# Instructions to follow:
Quote exactly and only this range of lines in the data below: the line that holds "column 121, row 310" to the line that holds "Annotate the field", both included.

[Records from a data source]
--- START ---

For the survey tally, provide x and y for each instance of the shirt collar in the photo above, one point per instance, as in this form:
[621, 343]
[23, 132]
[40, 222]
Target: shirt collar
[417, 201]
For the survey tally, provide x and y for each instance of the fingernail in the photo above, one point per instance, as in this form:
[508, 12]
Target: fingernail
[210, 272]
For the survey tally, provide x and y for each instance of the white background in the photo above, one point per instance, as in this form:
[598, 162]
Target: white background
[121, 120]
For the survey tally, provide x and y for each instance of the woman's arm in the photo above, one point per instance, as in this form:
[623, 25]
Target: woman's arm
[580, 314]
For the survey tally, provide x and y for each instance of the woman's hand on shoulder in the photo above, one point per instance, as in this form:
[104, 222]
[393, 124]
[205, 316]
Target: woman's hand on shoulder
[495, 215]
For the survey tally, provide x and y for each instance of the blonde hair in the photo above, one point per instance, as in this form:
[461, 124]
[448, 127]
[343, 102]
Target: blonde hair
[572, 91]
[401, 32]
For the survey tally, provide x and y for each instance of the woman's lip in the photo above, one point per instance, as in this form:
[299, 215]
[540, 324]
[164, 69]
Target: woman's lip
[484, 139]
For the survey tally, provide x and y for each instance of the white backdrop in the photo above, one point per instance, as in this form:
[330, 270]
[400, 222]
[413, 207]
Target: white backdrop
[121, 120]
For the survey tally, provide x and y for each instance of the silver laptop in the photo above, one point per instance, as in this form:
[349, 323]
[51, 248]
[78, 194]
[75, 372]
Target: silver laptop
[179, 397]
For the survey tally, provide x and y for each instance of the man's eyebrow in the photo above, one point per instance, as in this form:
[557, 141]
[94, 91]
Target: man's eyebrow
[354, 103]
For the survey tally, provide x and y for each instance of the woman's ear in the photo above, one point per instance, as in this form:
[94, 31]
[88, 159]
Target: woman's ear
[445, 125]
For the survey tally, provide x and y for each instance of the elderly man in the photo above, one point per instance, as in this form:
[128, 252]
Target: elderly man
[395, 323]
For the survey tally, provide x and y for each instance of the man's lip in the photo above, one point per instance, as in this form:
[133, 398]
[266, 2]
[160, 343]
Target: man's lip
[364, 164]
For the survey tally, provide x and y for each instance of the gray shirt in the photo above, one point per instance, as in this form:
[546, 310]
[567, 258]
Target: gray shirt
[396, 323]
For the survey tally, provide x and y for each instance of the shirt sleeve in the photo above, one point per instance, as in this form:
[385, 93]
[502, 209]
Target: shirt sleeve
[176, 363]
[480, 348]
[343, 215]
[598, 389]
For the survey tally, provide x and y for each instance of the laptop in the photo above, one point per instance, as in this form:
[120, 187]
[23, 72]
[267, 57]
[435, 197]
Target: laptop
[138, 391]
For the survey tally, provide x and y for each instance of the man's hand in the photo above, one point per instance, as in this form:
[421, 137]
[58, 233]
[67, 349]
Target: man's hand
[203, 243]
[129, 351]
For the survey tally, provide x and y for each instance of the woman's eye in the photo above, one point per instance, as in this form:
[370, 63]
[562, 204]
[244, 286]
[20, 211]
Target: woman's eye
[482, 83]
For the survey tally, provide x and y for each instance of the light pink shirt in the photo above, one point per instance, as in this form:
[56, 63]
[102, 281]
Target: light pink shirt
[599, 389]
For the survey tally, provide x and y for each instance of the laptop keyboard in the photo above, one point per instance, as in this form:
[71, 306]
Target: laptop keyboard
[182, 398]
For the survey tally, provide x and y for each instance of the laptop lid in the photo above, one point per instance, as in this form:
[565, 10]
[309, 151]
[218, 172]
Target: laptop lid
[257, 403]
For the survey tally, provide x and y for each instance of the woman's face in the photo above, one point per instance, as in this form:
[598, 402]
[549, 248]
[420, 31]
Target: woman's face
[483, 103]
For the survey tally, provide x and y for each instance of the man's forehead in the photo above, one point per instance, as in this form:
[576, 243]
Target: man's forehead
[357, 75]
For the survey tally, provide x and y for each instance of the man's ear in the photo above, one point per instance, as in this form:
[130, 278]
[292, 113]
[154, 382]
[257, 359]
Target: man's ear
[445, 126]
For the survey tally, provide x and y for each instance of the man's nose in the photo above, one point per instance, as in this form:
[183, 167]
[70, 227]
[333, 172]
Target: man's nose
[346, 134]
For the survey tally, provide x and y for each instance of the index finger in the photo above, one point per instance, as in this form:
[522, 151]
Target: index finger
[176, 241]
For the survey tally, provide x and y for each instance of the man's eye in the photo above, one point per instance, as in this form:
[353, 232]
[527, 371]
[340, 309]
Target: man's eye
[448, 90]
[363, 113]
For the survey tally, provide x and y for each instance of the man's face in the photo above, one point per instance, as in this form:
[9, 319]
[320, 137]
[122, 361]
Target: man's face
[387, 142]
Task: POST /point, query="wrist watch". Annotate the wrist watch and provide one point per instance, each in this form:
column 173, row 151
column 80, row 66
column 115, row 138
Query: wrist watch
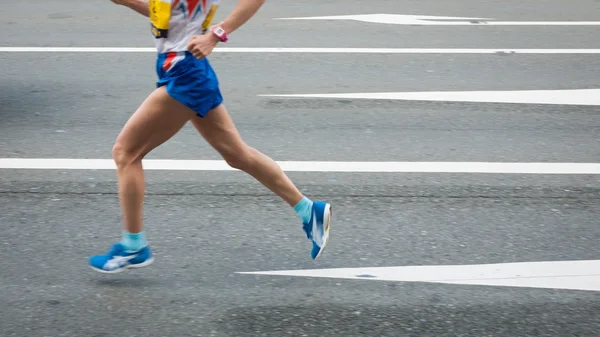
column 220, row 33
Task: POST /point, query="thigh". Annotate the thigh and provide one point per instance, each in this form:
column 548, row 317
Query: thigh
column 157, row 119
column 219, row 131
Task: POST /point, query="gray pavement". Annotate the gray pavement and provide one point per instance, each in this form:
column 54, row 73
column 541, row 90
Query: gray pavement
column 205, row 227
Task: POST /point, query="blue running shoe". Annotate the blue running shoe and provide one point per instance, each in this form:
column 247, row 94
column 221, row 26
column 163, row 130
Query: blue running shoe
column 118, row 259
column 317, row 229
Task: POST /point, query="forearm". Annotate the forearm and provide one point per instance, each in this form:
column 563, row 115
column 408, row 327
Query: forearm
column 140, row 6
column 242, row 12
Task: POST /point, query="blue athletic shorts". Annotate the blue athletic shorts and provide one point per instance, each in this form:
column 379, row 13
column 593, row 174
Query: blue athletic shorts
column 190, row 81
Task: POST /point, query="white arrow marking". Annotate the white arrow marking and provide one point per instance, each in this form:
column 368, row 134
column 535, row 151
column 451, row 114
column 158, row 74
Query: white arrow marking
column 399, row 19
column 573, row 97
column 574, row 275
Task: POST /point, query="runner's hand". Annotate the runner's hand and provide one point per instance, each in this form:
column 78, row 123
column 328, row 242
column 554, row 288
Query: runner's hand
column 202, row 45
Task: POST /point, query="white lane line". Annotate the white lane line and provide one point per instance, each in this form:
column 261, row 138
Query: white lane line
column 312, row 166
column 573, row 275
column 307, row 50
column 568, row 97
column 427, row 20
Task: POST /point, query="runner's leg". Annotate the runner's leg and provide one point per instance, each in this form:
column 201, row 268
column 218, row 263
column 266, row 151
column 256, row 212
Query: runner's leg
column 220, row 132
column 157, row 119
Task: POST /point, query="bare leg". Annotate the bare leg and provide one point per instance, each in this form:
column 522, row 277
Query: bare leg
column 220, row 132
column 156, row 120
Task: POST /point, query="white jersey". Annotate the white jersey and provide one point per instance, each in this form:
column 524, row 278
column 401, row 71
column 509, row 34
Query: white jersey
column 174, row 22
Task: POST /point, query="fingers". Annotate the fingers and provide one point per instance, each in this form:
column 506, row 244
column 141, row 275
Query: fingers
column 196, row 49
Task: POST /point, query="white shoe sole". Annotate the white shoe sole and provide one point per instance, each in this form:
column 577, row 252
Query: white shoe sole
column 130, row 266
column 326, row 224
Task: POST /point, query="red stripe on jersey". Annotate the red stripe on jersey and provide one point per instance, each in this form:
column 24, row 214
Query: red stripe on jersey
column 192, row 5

--- END ---
--- START ---

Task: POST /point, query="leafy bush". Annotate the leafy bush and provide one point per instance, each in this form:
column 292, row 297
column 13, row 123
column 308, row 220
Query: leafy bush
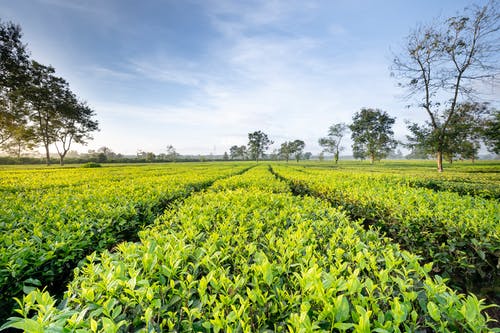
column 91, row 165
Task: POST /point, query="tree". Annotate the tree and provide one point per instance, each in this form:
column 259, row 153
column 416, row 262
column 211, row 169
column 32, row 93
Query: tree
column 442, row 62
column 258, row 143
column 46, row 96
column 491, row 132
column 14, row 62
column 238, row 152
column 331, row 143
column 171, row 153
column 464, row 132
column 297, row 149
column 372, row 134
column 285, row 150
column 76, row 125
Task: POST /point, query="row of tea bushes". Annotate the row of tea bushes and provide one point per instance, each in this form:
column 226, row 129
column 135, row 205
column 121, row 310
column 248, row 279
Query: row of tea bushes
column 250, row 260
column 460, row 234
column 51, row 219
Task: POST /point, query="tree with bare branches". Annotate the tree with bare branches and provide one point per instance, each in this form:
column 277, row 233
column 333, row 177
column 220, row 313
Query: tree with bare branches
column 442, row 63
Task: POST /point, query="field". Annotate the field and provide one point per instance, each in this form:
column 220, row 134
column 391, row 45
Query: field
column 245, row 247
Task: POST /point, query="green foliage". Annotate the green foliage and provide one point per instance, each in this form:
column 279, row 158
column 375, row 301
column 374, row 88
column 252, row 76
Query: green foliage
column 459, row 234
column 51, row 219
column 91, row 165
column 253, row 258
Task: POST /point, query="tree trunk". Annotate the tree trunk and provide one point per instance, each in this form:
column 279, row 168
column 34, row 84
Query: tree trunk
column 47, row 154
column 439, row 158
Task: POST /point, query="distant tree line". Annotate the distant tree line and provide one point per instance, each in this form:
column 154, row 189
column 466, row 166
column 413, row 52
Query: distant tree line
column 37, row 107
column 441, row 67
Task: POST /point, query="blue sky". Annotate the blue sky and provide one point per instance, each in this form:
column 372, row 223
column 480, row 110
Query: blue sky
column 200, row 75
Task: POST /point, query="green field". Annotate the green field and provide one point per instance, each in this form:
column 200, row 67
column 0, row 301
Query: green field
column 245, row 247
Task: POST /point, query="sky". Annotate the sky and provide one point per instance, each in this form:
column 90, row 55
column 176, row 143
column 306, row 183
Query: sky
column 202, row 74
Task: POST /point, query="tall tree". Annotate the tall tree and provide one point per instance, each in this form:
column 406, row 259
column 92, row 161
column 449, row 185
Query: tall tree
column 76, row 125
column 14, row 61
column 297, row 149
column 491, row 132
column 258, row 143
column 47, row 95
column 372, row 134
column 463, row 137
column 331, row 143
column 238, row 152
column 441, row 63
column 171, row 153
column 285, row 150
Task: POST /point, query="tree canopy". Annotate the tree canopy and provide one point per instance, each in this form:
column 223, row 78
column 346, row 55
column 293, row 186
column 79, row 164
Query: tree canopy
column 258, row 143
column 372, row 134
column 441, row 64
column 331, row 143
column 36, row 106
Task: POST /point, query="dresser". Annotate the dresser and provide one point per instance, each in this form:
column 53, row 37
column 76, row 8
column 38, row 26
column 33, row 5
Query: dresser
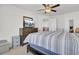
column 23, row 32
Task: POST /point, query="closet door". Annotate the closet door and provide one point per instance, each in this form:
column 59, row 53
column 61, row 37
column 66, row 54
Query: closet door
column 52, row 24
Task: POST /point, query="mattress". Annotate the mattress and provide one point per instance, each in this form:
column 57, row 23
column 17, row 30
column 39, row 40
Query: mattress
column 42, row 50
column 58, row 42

--- END ---
--- START ---

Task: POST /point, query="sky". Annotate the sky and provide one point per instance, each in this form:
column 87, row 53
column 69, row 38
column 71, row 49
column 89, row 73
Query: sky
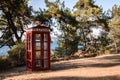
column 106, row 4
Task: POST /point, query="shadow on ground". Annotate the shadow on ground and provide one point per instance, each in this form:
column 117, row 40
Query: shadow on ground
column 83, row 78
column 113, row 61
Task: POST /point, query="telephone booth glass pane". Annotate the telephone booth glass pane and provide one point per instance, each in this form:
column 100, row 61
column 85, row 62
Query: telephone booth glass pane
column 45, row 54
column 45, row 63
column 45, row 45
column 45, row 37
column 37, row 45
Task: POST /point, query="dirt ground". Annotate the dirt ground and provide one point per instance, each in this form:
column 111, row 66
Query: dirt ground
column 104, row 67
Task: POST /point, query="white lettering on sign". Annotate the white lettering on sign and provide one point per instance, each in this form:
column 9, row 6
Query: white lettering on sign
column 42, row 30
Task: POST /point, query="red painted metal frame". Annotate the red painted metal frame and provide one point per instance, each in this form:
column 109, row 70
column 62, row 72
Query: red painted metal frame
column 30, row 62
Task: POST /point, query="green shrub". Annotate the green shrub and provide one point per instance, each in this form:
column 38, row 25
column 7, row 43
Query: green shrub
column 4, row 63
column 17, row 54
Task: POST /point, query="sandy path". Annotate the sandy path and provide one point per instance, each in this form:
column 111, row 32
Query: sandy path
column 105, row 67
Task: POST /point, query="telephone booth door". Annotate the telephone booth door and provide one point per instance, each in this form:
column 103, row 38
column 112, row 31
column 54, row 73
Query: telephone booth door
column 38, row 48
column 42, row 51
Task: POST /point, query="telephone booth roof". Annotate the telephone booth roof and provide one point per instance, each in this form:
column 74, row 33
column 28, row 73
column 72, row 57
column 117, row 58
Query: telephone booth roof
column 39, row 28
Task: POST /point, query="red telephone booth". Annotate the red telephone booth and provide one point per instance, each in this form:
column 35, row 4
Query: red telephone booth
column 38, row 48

--- END ---

# Task response:
column 121, row 310
column 248, row 279
Query: row of tea bushes
column 250, row 260
column 460, row 234
column 51, row 219
Task: POST /point, query="tree with bare branches". Annotate the tree with bare branches and provide one point per instance, each in this form:
column 277, row 233
column 333, row 177
column 220, row 313
Query: tree with bare branches
column 442, row 63
Task: POST /point, query="field". Annotate the field and provide one point per instance, each in this form:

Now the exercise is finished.